● **EXERCISE AIM**: What is needed here is an exact copy of every entry.

---------- RAW DATA ----------

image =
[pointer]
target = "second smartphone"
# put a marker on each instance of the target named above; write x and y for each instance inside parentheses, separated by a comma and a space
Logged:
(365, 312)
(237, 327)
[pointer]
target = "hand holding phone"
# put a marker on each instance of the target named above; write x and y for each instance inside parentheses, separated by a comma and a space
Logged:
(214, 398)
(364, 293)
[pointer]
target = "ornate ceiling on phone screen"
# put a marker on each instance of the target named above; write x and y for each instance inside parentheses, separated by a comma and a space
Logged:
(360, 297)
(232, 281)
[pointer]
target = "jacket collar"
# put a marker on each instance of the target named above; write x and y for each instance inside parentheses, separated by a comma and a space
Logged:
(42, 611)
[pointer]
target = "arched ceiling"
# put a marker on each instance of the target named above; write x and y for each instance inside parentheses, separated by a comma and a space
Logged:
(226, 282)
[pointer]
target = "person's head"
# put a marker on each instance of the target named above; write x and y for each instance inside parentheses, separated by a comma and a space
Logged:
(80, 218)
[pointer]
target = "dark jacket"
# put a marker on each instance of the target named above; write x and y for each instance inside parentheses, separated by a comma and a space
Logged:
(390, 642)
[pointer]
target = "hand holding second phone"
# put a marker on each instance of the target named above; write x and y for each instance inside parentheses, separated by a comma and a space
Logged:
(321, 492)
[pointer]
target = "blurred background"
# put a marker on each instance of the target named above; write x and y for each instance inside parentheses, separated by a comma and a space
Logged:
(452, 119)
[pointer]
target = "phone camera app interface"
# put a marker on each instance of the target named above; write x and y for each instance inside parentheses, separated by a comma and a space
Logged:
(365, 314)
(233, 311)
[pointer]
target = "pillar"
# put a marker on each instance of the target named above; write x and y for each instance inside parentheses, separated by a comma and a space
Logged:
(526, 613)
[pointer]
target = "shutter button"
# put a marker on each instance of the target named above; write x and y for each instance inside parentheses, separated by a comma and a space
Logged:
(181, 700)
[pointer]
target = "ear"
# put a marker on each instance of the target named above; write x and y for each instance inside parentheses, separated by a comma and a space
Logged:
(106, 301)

----------

● **SOLUTION FOR THIS PROBLEM**:
image =
[pointer]
target = "second smartphone"
# put a marker on each instance of the target named above; write x and y for each instance inside parentheses, separated by a comma and a space
Logged:
(365, 312)
(237, 327)
[pointer]
target = "hand holding phone"
# put a marker on each instance of the target named above; write x and y for each instance inside parentheses, separated by a comma and a space
Logged:
(214, 398)
(364, 293)
[pointer]
target = "ornate ceiling on phone screen"
# put a marker on each instance of the target named above; write x and y for each instance inside parentheses, separated by a comma and a space
Logged:
(360, 297)
(232, 281)
[pointer]
target = "jacket collar"
# put a marker on each instance of the target named above; write x and y for each instance inside parentheses, separated by a comma and a space
Logged:
(42, 611)
[pointer]
target = "arched ceiling"
# put a marker on each instance of the target named above; write x and y for each instance inside parentheses, separated by a comma and a space
Logged:
(226, 282)
[pointer]
target = "person's head"
# put a marker on each instance of the target named above; write x and y for each instance inside parentheses, separated by a comma and a space
Logged:
(80, 218)
[pointer]
target = "dark jacket"
# put a marker on each instance of the target named above; write x and y for each instance inside parentheses, separated by a comma and a space
Logged:
(390, 642)
[pointer]
target = "hand holding second phone"
# put a marker on each instance of the target named above; write x and y for each instance inside parentheses, separated by a comma and a space
Logged:
(321, 492)
[pointer]
target = "blurred background"
# put a marker on each instance of the target named above; write x and y for each instance inside parentheses, separated by a comma and a space
Logged:
(452, 119)
[pointer]
target = "phone camera app interface"
# put a marker on each instance of the target named above; write x and y for each instance inside parentheses, separated by a comma and a space
Logged:
(365, 314)
(233, 311)
[pointer]
target = "pillar"
# put a marker on each instance of the target named above; write x and y for each instance inside parentheses, separated by a comma and a space
Logged:
(526, 613)
[pointer]
target = "shutter button"
# put a marker on each instance of the target named above; write x and y for each instance inside parentheses, separated by a comma and a space
Logged:
(181, 700)
[pointer]
target = "ear"
# put a marker on each instance of the target named above; write x and y for each instance inside parentheses, separated by a comma and a space
Logged:
(106, 301)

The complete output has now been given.